Region pointing data
____

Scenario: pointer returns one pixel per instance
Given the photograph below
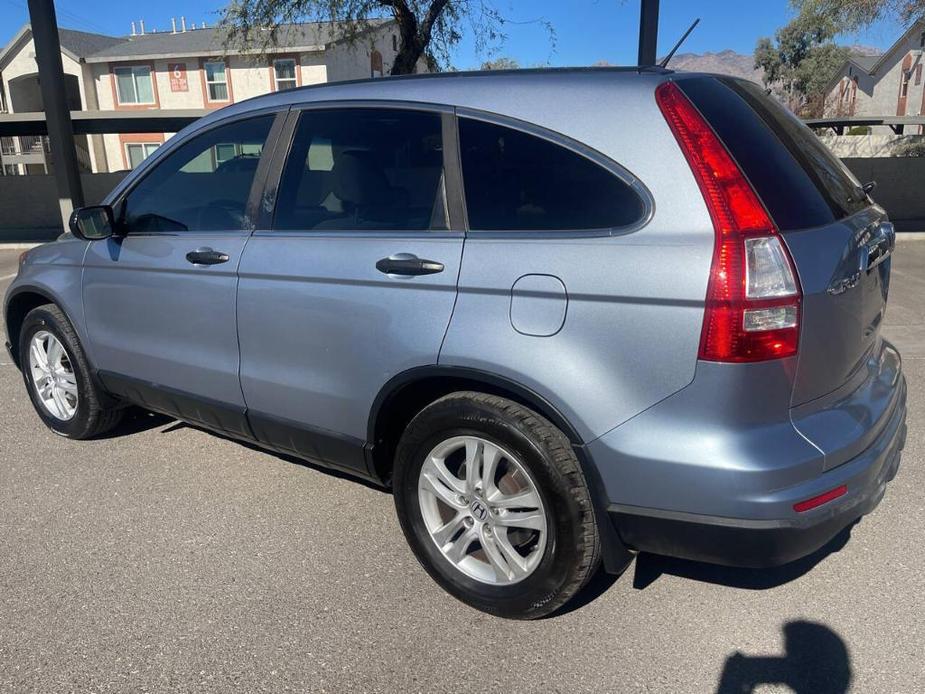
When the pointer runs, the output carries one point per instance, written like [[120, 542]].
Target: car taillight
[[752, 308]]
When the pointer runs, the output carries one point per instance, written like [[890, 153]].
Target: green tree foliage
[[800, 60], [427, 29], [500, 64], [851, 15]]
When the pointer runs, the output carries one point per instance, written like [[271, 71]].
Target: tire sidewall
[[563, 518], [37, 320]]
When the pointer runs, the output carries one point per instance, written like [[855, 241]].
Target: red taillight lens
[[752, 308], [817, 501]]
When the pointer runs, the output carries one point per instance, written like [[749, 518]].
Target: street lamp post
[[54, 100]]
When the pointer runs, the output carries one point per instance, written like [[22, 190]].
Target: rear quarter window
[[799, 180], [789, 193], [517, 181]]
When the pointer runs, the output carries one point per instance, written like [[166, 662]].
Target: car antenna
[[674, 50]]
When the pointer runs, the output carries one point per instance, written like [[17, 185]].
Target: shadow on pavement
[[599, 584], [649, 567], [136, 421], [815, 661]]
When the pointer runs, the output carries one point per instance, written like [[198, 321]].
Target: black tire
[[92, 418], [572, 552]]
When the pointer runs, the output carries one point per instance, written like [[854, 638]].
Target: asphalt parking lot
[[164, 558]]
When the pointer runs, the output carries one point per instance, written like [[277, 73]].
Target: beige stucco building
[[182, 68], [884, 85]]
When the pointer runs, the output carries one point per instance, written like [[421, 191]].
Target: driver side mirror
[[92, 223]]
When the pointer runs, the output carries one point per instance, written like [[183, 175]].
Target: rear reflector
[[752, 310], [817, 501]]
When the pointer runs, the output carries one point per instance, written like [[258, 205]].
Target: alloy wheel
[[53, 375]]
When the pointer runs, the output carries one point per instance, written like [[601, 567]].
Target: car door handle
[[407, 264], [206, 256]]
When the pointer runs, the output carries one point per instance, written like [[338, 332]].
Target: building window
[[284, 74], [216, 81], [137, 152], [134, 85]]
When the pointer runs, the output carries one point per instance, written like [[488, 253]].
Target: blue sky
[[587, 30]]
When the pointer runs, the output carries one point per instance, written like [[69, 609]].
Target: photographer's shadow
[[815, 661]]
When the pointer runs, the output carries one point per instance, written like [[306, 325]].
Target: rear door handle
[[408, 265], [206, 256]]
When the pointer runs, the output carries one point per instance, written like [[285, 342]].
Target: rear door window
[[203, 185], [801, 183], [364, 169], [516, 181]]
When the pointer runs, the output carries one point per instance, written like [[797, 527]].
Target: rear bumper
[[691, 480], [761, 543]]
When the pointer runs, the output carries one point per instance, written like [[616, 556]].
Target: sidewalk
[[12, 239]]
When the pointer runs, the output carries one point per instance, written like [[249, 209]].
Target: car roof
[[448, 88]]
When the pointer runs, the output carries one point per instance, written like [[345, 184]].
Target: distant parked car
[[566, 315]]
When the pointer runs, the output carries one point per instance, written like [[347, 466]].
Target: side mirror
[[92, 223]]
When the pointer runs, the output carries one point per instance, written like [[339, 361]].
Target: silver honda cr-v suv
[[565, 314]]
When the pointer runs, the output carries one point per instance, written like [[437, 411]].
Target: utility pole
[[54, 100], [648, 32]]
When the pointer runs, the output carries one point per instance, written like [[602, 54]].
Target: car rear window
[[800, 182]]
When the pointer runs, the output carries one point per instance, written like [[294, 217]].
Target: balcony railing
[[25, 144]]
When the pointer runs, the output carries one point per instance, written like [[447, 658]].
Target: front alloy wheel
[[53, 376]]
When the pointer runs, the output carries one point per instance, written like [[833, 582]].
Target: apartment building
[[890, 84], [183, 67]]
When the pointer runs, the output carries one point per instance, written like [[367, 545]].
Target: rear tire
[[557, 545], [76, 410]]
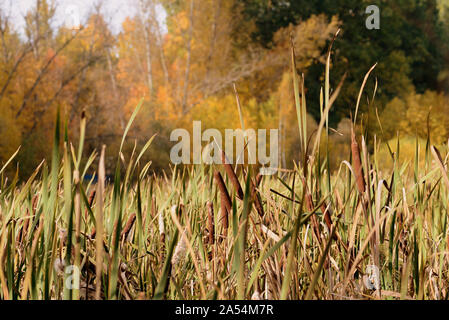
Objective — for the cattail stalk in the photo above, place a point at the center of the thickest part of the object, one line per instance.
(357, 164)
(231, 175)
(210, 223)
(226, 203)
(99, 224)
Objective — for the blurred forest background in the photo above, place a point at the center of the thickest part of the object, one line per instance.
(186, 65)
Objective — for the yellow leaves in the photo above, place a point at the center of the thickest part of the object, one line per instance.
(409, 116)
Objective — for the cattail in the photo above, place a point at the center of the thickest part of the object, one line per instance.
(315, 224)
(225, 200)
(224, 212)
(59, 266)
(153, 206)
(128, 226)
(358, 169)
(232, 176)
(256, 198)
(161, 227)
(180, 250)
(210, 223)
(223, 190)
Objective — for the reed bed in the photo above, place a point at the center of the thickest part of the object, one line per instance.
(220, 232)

____

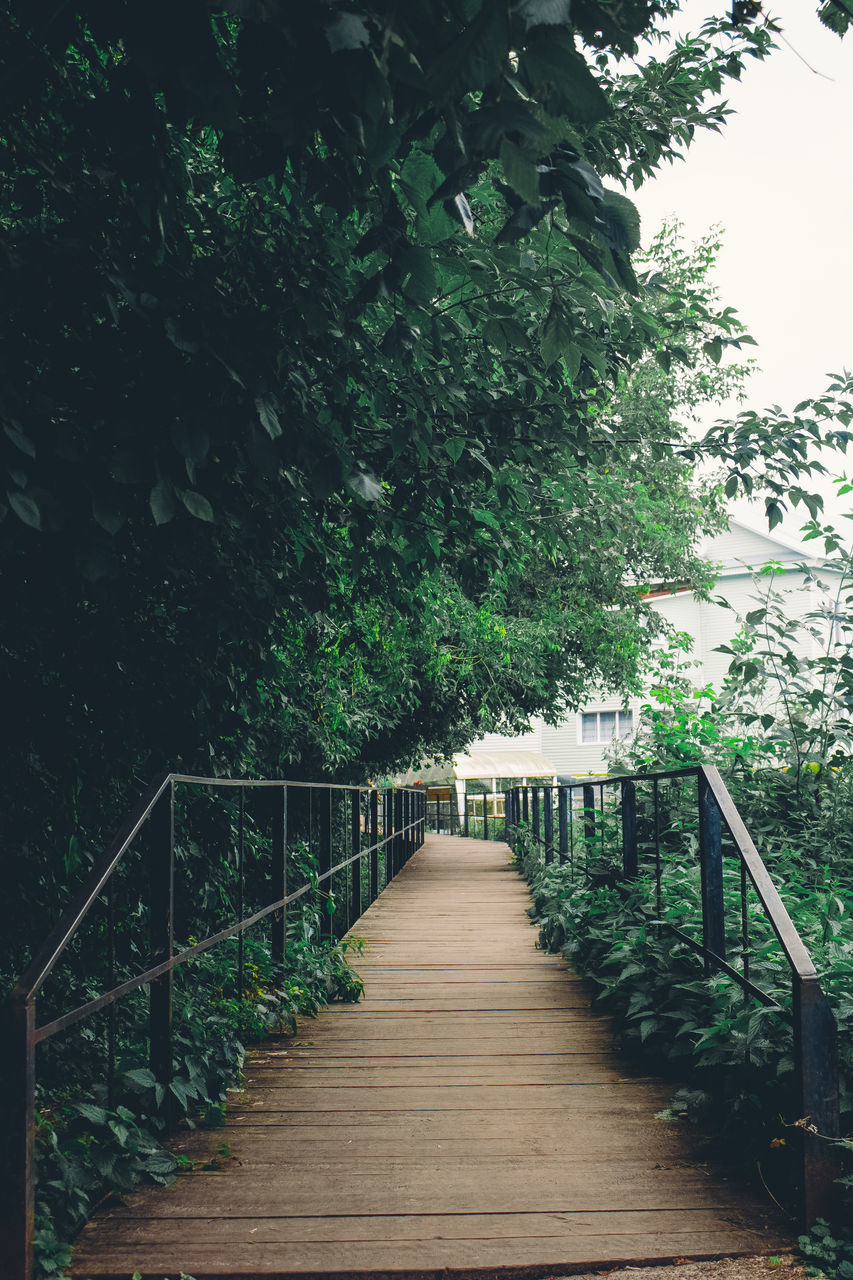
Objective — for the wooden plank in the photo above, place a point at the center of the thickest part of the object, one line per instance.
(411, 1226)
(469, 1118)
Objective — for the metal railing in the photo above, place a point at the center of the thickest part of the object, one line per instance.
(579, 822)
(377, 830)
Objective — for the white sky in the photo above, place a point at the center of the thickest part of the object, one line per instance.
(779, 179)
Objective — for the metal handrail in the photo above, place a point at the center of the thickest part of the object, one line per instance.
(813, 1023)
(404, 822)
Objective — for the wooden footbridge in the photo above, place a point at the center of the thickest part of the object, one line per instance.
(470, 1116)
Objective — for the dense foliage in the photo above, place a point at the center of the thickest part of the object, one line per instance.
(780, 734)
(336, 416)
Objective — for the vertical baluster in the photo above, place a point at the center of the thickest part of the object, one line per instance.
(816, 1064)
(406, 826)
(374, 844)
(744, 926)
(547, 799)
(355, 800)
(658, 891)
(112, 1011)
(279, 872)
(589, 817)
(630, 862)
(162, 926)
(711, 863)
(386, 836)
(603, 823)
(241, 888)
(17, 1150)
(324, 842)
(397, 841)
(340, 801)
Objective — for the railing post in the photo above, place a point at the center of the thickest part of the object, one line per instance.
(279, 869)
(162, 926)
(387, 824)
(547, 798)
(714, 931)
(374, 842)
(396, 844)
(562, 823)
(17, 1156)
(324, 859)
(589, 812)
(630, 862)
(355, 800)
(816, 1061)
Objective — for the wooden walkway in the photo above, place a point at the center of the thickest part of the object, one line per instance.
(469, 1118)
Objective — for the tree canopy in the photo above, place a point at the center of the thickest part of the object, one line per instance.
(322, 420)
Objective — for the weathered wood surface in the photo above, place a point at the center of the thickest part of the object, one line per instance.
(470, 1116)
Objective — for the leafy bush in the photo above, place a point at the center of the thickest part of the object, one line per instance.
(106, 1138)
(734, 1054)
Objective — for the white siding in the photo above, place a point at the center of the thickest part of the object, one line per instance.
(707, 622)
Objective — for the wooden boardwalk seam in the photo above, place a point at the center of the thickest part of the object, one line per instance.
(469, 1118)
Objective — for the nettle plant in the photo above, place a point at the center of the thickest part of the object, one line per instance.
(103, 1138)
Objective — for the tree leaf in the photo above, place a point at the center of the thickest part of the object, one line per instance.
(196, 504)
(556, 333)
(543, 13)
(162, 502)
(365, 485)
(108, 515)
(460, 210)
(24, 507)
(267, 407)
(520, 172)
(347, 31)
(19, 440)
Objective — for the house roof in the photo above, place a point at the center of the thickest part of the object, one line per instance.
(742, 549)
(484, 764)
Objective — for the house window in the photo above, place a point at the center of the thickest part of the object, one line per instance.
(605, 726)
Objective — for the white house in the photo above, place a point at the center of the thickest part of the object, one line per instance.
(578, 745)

____

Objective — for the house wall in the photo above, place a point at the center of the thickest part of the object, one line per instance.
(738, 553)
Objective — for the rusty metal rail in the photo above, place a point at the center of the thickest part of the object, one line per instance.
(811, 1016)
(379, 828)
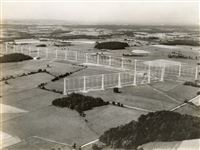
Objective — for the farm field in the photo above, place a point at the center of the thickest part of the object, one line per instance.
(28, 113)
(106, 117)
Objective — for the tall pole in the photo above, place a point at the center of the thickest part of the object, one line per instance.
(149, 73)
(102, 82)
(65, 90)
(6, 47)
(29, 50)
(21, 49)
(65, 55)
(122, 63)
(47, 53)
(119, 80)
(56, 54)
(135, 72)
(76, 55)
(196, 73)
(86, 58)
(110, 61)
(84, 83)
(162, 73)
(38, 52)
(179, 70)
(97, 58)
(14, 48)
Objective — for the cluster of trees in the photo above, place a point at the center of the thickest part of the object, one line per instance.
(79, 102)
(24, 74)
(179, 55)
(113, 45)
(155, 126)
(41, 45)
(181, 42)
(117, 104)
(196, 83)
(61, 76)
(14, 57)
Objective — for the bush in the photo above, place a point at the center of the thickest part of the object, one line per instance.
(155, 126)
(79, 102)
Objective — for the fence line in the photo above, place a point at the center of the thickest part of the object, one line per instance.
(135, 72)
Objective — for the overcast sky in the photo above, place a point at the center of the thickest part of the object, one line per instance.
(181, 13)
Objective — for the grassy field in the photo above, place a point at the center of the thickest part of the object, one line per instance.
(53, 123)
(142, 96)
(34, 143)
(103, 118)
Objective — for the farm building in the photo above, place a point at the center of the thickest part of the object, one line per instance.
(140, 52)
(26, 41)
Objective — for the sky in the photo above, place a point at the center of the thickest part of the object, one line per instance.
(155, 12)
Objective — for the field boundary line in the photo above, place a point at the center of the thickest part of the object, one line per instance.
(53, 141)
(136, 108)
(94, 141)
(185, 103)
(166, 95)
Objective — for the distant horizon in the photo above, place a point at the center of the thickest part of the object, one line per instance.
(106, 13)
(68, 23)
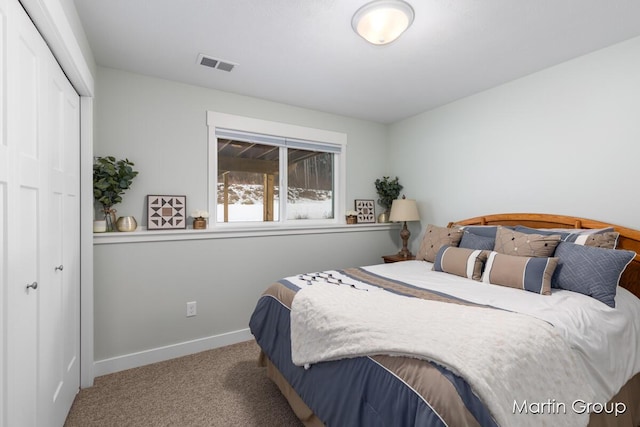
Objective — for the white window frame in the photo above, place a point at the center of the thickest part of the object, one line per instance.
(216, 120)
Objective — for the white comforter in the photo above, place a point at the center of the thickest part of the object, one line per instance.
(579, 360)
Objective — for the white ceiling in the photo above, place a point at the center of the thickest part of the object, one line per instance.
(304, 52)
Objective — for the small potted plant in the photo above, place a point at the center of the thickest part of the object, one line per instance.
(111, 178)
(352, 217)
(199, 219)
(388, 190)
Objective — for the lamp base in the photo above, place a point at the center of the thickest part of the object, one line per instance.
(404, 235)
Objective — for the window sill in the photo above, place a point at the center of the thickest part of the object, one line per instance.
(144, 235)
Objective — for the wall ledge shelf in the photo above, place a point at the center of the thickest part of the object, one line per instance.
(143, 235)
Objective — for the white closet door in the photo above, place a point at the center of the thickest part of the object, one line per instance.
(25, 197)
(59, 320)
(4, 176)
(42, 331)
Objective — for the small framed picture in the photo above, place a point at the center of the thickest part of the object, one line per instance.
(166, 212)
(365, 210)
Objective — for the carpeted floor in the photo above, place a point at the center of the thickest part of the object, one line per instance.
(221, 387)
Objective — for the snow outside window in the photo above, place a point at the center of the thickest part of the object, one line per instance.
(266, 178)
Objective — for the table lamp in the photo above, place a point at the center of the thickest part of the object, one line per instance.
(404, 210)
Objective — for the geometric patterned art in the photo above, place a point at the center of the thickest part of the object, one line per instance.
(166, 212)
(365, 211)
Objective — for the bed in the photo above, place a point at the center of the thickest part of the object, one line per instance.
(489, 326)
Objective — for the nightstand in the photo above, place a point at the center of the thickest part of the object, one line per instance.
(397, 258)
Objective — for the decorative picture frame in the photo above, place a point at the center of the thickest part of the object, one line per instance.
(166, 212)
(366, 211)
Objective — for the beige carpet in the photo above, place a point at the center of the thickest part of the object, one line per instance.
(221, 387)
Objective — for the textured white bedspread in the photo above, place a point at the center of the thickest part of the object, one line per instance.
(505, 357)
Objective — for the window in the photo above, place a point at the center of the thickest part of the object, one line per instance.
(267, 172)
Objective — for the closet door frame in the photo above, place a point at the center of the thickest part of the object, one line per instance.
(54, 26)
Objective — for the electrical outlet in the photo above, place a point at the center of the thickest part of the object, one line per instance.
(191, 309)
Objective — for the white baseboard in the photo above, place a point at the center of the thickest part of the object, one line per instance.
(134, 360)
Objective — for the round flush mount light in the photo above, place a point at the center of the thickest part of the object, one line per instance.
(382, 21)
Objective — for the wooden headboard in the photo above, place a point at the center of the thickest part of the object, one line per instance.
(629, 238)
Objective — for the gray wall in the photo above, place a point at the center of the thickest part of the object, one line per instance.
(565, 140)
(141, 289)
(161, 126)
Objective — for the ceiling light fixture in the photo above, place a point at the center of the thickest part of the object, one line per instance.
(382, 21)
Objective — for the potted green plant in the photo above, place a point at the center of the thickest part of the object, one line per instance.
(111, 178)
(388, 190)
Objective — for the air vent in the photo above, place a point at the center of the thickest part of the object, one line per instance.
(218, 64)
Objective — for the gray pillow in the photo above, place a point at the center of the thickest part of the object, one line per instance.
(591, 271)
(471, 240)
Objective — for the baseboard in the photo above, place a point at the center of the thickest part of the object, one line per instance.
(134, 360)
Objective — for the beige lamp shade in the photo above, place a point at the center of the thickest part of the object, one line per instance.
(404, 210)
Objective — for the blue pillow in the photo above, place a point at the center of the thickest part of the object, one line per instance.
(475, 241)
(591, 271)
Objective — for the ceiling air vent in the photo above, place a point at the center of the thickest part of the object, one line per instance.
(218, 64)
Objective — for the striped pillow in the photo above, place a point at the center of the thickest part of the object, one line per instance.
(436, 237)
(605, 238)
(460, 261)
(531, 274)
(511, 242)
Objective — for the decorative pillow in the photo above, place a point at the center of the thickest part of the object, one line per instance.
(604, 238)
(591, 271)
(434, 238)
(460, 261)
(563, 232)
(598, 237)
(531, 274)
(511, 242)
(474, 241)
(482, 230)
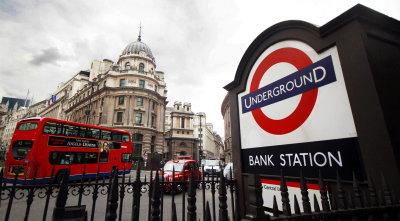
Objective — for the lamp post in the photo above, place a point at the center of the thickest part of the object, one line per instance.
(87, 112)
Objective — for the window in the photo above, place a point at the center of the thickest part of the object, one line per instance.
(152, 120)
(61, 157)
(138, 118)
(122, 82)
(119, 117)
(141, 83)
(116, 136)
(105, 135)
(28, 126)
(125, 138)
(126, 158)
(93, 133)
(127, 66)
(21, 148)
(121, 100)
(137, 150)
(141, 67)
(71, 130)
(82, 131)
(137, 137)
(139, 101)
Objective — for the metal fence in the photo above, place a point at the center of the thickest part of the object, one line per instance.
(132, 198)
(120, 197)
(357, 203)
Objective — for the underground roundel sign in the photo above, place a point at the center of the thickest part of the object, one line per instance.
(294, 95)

____

=== WHAT IS NEEDED ===
Pictures are to be left out. Write out only the lines above starting at the one with "Scenario: pointer returns" and ending at the one with "like [[855, 241]].", both lines included, exactly.

=== ANSWER FOR THE TASK ===
Scenario: pointer returns one pixel per instance
Given the photograph below
When the pointer runs, the output carries one point per instance, written like [[120, 542]].
Target: car taillight
[[752, 308]]
When the pointer runs, the output carries one point per instance, written like [[890, 153]].
Target: green tree foliage
[[800, 60], [427, 29], [500, 64], [851, 15]]
When the pointer runs, the output carries one point per instance, written like [[271, 71]].
Target: tire sidewall
[[563, 518], [37, 320]]
When the pointer runs, the output carries one point per instance, written like [[855, 241]].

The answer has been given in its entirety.